**CONSIGNE**: Poursuivez le récit sur la dernière tournée de Coco, le cheval de la brasserie, en reprenant juste après sa dernière phrase.

Mais un matin d'automne, je croise Monsieur Borel qui peine à cacher ses larmes derrière un furtif « Bonjour » tout en poursuivant sa pénible mission. Une caresse à mon ami le gentil cheval, et j'entre dans mon QG matinal. Le quotidien local déposé sur chaque table titre à la Une : « Coco fait aujourd'hui sa dernière tournée ». Une décision du directeur administratif de la brasserie de faire coïncider la retraite de Monsieur Borel avec l'achat d'un camion, automobile celui-là. Ce matin-là, en quelques minutes la population entière des « petit déjeuneurs de bistrots » est en émoi, frappée d'une immense tristesse. Tout le monde imagine le destin de Coco …
C'est alors qu'informé de cette triste échéance à son arrivée au bureau, le propriétaire de la brasserie – et fils de son fondateur – saute dans sa voiture et se précipite, ivre de rage, au hasard des rues pour trouver l'attelage dans sa tournée. Une course folle dans toute la ville pour aller rassurer M. Borel sur le sort de son compagnon qui jouira d'une belle retraite dans un endroit magnifique, en compagnie d'autres chevaux de son âge. Un perspective qui, à l'évidence, n'avait jamais fait l'objet de la moindre préoccupation du besogneux technocrate. Personne ne connaît le traitement qu'a dû subir cet individu au retour de son patron, mais la bonne nouvelle s'est rependue avec la vitesse de l'éclair dans toutes les gargotes de l'agglomération.

**LIGNES FOURNIES**:
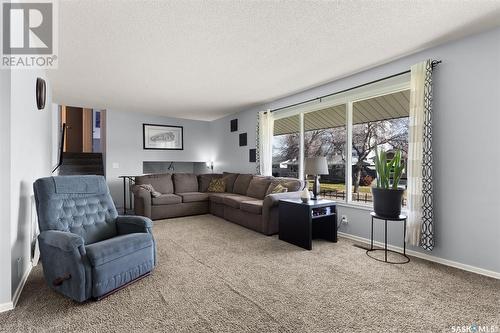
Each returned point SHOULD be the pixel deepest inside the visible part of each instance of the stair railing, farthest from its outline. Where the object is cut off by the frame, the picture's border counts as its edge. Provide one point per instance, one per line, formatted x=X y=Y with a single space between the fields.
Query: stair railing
x=61 y=147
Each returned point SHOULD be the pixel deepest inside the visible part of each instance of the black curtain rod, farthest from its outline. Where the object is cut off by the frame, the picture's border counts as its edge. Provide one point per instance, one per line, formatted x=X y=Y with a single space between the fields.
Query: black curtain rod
x=433 y=64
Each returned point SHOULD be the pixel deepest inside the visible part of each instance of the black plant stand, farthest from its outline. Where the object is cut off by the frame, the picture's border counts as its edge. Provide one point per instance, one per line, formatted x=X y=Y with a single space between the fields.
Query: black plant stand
x=402 y=218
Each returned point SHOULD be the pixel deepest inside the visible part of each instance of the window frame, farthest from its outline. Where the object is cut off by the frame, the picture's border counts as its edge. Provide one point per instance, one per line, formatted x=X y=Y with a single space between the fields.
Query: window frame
x=348 y=98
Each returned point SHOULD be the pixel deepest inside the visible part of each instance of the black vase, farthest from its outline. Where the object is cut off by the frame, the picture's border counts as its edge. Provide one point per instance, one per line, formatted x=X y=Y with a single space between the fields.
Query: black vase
x=387 y=202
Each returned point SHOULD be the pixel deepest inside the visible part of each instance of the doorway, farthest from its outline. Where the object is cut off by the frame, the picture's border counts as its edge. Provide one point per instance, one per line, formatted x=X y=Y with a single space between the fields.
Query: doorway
x=83 y=129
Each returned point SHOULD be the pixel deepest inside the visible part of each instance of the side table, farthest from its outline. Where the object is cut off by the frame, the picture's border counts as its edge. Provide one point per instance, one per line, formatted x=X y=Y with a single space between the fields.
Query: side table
x=300 y=222
x=402 y=218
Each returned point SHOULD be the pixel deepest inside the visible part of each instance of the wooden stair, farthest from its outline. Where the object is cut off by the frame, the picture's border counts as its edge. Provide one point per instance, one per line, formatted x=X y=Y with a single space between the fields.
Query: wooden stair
x=81 y=164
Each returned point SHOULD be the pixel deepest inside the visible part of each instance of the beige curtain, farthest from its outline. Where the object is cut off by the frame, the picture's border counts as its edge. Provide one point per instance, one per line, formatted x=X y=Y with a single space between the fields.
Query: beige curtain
x=264 y=154
x=419 y=167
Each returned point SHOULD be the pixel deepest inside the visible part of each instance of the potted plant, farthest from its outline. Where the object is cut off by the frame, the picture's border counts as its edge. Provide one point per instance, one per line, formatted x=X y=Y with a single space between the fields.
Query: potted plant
x=387 y=196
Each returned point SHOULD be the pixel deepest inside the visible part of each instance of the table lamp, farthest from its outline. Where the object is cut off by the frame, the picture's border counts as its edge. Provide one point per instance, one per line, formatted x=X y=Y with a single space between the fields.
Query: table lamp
x=316 y=166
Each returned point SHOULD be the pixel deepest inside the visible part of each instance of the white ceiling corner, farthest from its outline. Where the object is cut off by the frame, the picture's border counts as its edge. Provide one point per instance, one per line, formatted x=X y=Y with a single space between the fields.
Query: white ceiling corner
x=204 y=60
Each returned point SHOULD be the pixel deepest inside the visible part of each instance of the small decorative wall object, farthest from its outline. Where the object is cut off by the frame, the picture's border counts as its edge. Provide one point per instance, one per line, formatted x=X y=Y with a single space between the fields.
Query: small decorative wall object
x=234 y=125
x=41 y=92
x=252 y=155
x=305 y=195
x=164 y=137
x=243 y=139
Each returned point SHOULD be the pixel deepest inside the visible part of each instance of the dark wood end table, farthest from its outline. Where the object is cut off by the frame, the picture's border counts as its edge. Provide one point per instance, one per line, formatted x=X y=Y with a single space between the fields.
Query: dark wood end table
x=300 y=222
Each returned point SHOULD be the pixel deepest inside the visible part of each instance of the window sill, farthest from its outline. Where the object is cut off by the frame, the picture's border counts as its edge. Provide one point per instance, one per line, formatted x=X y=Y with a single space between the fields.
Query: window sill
x=404 y=210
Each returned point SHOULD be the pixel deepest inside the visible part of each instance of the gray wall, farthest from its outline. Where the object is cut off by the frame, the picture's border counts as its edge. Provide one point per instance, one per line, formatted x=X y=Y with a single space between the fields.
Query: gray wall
x=466 y=153
x=124 y=145
x=31 y=158
x=227 y=154
x=26 y=150
x=5 y=284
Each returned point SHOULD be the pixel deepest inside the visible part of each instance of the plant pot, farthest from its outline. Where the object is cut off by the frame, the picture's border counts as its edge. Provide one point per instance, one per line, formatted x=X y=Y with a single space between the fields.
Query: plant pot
x=387 y=202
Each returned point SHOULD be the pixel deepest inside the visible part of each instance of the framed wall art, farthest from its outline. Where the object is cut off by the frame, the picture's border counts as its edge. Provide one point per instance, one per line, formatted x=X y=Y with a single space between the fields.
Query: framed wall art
x=164 y=137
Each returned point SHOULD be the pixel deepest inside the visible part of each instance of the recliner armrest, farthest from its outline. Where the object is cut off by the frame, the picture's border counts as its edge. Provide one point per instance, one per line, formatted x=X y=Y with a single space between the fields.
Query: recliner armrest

**RÉPONSE**:
Je n'ai revu Coco qu'une seule fois, tout au bord son pré, proche de sa nouvelle résidence attenante à une ferme dotée d'une accueillante et minuscule cuisine familiale accessible aux randonneurs. Un lieu où, jadis, dans mon enfance, j'avais encore pu observer, un traditionnel jeu de quilles de bois – avec renquilleur et mouilleur de pont– sous un abri couvert de tuiles. Une ressouvenance de quelques paisibles dimanches d'été.